## [Selected passage]
But Act for America, which has over 160,000 likes on Facebook and is followed by more than 150,000 others, is a designated hate group, according to the Southern Poverty Law Center. Brigitte Gabriel, the group's founder, has argued that Muslims "cannot be loyal citizens of the United States." Billy Roper, an Arkansas-based neo-Nazi, organized a Batesville, Arkansas, rally for ACT for America's March Against Sharia in 2017. ACT for America made efforts to disavow Roper, but only after news about his inclusion in the controversial protest event spread.

"ACT for America has never, and will never, tolerate any bias, discrimination, or violence against anyone, based on their religion, gender, race, or political persuasion," Act for America told Newsweek in a statement.

In addition to larger groups, Newsweek pointed Facebook to a list of eight different smaller groups with names as explicit as Death to Islam that regularly promoted violent imagery directed as Muslims on Facebook. The groups remained up for years in some cases, despite being reported, the researcher says.

Memes circulated in these groups featured gun targets centered over ostensibly Muslim people, called for a new Christian crusade or showed images of the Quran being burned. Facebook claims that one of the groups was removed on March 16 and another on April 10. Others appear to have been removed after Newsweek reached out for comment about them.

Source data
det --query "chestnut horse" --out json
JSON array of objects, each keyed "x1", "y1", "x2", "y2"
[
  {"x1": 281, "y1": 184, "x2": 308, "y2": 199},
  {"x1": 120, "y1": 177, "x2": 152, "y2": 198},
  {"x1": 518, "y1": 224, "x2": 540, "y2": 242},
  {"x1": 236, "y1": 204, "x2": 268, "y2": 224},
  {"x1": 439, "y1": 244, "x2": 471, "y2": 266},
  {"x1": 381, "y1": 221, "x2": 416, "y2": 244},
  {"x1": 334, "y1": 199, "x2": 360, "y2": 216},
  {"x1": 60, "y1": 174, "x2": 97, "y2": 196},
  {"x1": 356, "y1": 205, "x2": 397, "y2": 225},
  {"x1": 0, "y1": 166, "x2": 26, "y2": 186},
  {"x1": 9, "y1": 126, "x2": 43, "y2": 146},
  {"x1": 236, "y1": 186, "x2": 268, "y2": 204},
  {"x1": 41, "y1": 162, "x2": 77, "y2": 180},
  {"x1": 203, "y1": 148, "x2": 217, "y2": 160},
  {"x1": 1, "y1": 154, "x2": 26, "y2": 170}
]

## [Problems to solve]
1. According to the passage on anti-Muslim groups on Facebook, what content appeared in the memes circulated in these groups? List each kind.
2. Write the next paragraph of the passage on anti-Muslim groups on Facebook, starting after its final sentence.
The source data items are not needed for this work.

## [Outputs for the tasks]
1.
- Gun targets centered over ostensibly Muslim people
- Calls for a new Christian crusade
- Images of the Quran being burned

2.
One group that remains up is called Infidels United for Truth.

"Gun porn and 2nd amendment rights are encouraged, in fact, anything that ties into our way of life may be posted here," Infidels United for Truth group declares in its mission statement. The group once used the image of a knight in its cover photo including a statement declaring that a "final crusade" had begun. Today it posts "Proud American Infidel" with an assault rifle replacing the letter F. The group has over 2,700 members.

"Muslims are definitely being impacted by this content," Ahussain told Newsweek about the influence material found on social media potentially has on the culture at large. "Facebook is a global brand, and right now they're providing a space for hate."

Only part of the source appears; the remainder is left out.